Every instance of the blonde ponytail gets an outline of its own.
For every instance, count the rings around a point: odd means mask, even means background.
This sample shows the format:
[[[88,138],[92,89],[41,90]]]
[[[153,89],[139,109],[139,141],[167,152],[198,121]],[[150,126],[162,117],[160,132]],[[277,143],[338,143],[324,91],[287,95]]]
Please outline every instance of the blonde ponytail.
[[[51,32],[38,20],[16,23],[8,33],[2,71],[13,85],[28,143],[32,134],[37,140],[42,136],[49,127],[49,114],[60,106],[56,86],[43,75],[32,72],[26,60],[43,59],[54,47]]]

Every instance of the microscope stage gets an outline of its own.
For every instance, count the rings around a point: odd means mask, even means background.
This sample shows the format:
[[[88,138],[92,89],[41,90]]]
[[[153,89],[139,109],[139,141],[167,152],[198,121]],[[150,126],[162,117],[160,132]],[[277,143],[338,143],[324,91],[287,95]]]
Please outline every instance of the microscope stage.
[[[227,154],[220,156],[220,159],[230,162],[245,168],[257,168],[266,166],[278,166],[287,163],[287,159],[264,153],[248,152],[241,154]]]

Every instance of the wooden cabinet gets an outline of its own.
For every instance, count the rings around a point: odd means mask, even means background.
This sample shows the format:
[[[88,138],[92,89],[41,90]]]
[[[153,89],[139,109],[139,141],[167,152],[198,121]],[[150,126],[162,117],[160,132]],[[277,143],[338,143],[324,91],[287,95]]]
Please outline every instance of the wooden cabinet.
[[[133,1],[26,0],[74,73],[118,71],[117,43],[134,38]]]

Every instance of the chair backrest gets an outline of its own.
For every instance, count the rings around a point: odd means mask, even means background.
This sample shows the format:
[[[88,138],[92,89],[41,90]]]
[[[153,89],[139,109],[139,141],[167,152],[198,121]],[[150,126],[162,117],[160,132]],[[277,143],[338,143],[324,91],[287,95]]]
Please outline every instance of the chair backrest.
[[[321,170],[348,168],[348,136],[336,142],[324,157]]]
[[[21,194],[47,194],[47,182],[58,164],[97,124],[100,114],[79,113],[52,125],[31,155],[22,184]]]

====================

- [EXERCISE]:
Rewrite every line of the listing above as a numbered list, leaving out the blank lines.

- [SOLUTION FOR THIS EXERCISE]:
1. Every instance of the blonde ponytail gets an outline of its own.
2. For every instance, count the rings around a point: odd means mask, even means background.
3. This sample shows the format:
4. [[[88,138],[92,89],[41,90]]]
5. [[[153,89],[139,109],[139,141],[167,152],[198,121]],[[150,126],[162,117],[160,132]],[[277,143],[338,143],[324,91],[287,95]]]
6. Please outline every instance of the blonde ponytail.
7. [[[51,32],[38,20],[16,23],[8,33],[2,71],[13,85],[28,143],[32,134],[37,140],[42,136],[49,127],[49,114],[60,106],[56,86],[43,75],[32,72],[26,60],[43,59],[54,47]]]
8. Every instance of the microscope stage gets an outline of its own.
9. For every instance, count the rings around a point: odd means mask, even means background.
10. This sample shows the format:
11. [[[88,138],[92,89],[41,90]]]
12. [[[153,89],[139,109],[139,141],[167,152],[198,121]],[[150,126],[162,117],[160,132]],[[277,143],[338,143],[324,91],[287,95]]]
13. Please outline every instance of the microscope stage.
14. [[[227,154],[220,156],[220,159],[230,162],[245,168],[257,168],[266,166],[278,166],[287,163],[287,159],[264,153],[248,152],[241,154]]]
15. Every instance of the wooden cabinet gets an outline of its own.
16. For every instance, count the rings around a point: odd means mask, even means background.
17. This sample shows the format:
18. [[[88,138],[92,89],[41,90]]]
19. [[[153,89],[139,109],[139,141],[167,152],[198,121]],[[150,126],[162,117],[160,132]],[[277,143],[338,143],[324,91],[287,95]]]
20. Please outline every instance of the wooden cabinet.
21. [[[133,1],[26,0],[74,73],[118,71],[117,43],[134,38]]]
22. Every instance of the chair backrest gets an outline of its own.
23. For every instance, count the rings around a point: odd means mask, even means background.
24. This sample shows the format:
25. [[[88,138],[92,89],[41,90]]]
26. [[[153,89],[139,109],[139,141],[167,152],[198,121]],[[150,126],[162,117],[160,132]],[[277,143],[338,143],[324,91],[287,95]]]
27. Please outline every instance of the chair backrest.
28. [[[321,170],[348,168],[348,136],[336,142],[324,157]]]
29. [[[21,194],[47,194],[47,182],[58,164],[97,124],[100,114],[79,113],[52,125],[31,155],[22,184]]]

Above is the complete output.